GIVEN INFORMATION section start

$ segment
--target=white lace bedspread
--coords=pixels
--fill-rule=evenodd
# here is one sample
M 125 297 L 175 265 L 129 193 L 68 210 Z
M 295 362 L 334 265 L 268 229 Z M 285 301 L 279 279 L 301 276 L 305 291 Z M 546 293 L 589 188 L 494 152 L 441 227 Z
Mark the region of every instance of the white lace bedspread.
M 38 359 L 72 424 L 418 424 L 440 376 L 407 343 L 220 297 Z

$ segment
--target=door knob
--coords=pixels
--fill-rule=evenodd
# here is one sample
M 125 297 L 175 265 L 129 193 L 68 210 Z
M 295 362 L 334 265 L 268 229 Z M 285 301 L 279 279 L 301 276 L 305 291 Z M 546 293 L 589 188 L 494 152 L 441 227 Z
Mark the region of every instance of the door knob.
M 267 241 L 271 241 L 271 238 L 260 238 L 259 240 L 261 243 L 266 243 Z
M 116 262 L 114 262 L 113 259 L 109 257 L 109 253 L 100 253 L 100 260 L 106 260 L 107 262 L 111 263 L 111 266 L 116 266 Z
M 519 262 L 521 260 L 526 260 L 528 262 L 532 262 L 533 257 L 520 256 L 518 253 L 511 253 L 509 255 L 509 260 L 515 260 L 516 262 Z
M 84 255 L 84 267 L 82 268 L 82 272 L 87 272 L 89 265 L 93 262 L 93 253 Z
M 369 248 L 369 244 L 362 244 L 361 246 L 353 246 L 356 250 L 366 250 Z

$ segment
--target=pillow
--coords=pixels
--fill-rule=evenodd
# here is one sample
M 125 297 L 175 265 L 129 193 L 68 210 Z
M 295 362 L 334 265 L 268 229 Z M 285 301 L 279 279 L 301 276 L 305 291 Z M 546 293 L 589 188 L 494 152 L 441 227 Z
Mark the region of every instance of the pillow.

GIVEN INFORMATION section end

**PROBLEM REQUIREMENTS**
Copy each line of the data above without altering a single character.

**OUTPUT**
$ segment
--target=white lace bedspread
--coords=pixels
--fill-rule=evenodd
# here is one sample
M 125 297 L 175 265 L 129 193 L 68 210 Z
M 295 362 L 334 265 L 268 229 Z M 285 301 L 279 279 L 301 276 L 305 291 Z M 546 293 L 589 188 L 494 152 L 441 227 Z
Mark the region of every instance of the white lace bedspread.
M 38 359 L 72 424 L 418 424 L 440 376 L 407 343 L 220 297 Z

$ segment
--target=door knob
--coords=pixels
--fill-rule=evenodd
# here is one sample
M 125 297 L 175 265 L 129 193 L 68 210 Z
M 295 362 L 334 265 L 268 229 Z M 285 301 L 279 279 L 301 276 L 305 291 Z M 546 293 L 589 188 L 494 152 L 441 227 Z
Mark the region of every instance of the door knob.
M 267 241 L 271 241 L 271 238 L 260 238 L 259 240 L 261 243 L 266 243 Z
M 116 262 L 114 262 L 113 259 L 109 257 L 109 253 L 100 253 L 100 260 L 106 260 L 107 262 L 111 263 L 111 266 L 116 266 Z
M 519 262 L 521 260 L 526 260 L 528 262 L 532 262 L 533 257 L 520 256 L 518 253 L 511 253 L 509 255 L 509 260 L 515 260 L 516 262 Z
M 84 255 L 84 267 L 82 268 L 82 272 L 87 272 L 89 265 L 93 262 L 93 253 Z
M 369 248 L 369 244 L 362 244 L 361 246 L 353 246 L 356 250 L 366 250 Z

$ segment
--target=pillow
--coords=pixels
--fill-rule=evenodd
# here is one sample
M 125 297 L 175 265 L 129 193 L 68 210 Z
M 295 362 L 334 265 L 268 229 Z M 285 301 L 279 279 L 301 276 L 305 291 Z M 546 293 L 589 188 L 494 152 L 441 227 Z
Mark the region of every instance of the pillow.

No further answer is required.